▶ _WRITTEN REQUEST A_
For the passage on building an AP transformation project team, state whether each statement below agrees with it. Answer yes or no for each, and quote the words from the passage that decide it. (i) Process owners and stakeholders should be gathered into a project team before any technology investment decisions are made. (ii) IT manages the initial part of the Procure-to-Pay process. (iii) Supplier enablement can be the weak point of an AP transformation project.

KEY ACTIVITIES: Identify and assemble a project team composed of the main AP process owners and representatives from the other key AP stakeholder groups. Define the hard and soft goals of the AP transformation project.

MAIN OBJECTIVES: (1) Build a strong project team drawn from across the enterprise that can help define, support, and execute the AP transformation project. (2) Define a compelling, yet realistic, set of goals for the overall project.

SMART TIP: The right team can make or break this project, so engage and sell the strongest potential advocates of an AP transformation on joining the team and/or actively supporting it.


PROJECT TEAM: AP’s ability to make the business case for change and execute a successful transformation will benefit from the participation and support of other groups within the enterprise. Therefore, before making any technology investment decisions, relevant process owners and representative stakeholders across the AP spectrum should be assembled in a project team that can drive the development of a future state blueprint.

While a larger set of project stakeholders will bring a wider set of interests, priorities, and requirements to the discussion, the earlier these different inputs are identified the sooner they can be rationalized and prioritized into a comprehensive plan. Wider involvement of stakeholders is also a classic approach to establish project buy-in and promote user adoption.

Input should be gathered and incorporated from the following key stakeholder groups:

Finance/Treasury which manages an enterprise’s cash may have specific payment-related requirements and positive ideas on how AP automation can improve cash management.

Procurement which manages the initial part of the Procure-to-Pay process may be able to explain how an AP automation solution can improve overall supply/supplier management.

IT which understands the current IT infrastructure can help to define any integration requirements and constraints.

Line of Business whose end-user adoption rates will have an enormous impact on the overall success of the program. If a high number of system users come from the business, the line of business should have a representative voice in the solution selection and design processes.

Suppliers whose level of supplier enablement (or adoption) can be the “Achilles’ heel” of any AP transformation project. Understanding the inclination and preferences of suppliers regarding different solutions will help the project team understand the level of effort that will be required to enable suppliers onto the new AP platform.

▶ _TASK INPUTS_
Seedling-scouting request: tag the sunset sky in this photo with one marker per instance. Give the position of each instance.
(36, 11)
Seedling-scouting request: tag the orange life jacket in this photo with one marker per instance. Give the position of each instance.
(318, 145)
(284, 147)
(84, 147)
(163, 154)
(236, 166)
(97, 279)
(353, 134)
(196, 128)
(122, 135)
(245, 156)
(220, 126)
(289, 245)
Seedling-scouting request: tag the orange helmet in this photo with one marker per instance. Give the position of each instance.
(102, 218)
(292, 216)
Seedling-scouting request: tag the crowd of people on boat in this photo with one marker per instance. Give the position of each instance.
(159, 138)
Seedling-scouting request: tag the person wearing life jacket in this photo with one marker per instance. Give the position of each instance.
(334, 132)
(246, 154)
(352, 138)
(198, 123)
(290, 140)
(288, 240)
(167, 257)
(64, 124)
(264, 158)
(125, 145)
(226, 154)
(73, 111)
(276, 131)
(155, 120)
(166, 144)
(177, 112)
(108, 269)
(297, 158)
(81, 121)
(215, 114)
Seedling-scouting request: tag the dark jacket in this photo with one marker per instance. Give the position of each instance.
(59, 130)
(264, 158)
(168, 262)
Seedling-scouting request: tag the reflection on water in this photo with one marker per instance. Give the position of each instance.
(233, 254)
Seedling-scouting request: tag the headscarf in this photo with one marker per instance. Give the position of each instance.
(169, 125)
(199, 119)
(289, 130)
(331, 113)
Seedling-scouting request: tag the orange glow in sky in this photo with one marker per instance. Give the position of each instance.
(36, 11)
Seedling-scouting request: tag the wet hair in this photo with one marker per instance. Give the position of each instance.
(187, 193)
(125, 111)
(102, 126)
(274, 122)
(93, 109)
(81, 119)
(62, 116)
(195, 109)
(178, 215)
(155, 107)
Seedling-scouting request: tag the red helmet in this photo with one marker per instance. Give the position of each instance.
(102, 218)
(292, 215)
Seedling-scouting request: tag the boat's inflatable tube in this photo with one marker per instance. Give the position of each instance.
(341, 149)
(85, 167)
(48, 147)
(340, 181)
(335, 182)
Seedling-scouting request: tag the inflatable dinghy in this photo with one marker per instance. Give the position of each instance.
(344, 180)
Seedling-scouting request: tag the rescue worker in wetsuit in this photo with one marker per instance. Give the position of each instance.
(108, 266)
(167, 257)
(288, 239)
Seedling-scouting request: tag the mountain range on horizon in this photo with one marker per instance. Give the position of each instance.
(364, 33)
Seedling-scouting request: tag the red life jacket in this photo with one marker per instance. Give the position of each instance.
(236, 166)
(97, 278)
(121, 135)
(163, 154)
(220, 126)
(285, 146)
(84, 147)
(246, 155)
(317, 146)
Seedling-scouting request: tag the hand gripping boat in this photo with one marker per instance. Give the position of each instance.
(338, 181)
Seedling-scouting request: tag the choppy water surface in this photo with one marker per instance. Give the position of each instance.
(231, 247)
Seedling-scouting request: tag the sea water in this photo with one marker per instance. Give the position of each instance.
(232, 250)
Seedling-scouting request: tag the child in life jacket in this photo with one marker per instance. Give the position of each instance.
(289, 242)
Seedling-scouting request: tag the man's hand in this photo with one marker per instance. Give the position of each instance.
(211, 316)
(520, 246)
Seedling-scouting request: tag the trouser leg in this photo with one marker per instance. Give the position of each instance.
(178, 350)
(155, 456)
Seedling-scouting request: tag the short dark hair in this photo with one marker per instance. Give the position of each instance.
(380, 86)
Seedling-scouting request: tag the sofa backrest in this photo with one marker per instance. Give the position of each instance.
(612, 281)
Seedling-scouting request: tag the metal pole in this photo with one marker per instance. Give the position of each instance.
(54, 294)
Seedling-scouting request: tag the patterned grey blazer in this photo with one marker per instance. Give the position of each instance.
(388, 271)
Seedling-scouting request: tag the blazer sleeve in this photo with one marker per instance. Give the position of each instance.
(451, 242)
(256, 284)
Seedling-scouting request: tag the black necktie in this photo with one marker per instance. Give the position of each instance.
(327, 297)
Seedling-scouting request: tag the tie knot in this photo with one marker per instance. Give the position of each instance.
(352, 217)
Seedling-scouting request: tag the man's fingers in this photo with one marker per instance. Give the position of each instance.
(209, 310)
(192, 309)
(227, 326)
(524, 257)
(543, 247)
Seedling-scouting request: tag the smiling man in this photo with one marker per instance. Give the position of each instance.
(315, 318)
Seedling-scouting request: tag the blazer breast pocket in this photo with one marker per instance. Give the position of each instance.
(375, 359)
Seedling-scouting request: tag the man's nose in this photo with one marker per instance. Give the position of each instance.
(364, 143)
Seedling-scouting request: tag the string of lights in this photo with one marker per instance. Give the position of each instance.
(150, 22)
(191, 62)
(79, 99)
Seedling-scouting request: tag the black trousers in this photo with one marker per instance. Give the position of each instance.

▶ _WRITTEN REQUEST B_
Reproduce the records word for word, starting at the line that contains "Seedling-scouting request: tag the tie" and ending at the end of the records, with both ends included.

▶ _CORRECT OUTPUT A_
(i) Yes: "before making any technology investment decisions, relevant process owners and representative stakeholders across the AP spectrum should be assembled in a project team"
(ii) No: "Procurement which manages the initial part of the Procure-to-Pay process"
(iii) Yes: "Suppliers whose level of supplier enablement (or adoption) can be the “Achilles’ heel” of any AP transformation project"

▶ _CORRECT OUTPUT B_
Seedling-scouting request: tag the tie knot in this photo with one marker per instance. Give the position of each instance.
(352, 217)
Seedling-scouting request: tag the man's fingers in this photo with one marker per instance. Give the position of each instance.
(209, 310)
(192, 309)
(227, 326)
(524, 257)
(543, 247)
Seedling-scouting request: tag the smiling man in this photo with one marker per instance. Give the position of each instance.
(315, 318)
Seedling-scouting request: tag the blazer breast pocket in this photo with one marker per instance. Give the position of each instance.
(375, 359)
Seedling-scouting request: tag the man's nose in this photo with one marker per instance. Give the position of each instance.
(364, 143)
Seedling-scouting request: tag the string of lights in this photo with one marker per instance. Give the position of each instance.
(150, 22)
(191, 62)
(79, 99)
Seedling-scouting request: tag the black trousers in this photo with one marker per instance. Give the position of each instance.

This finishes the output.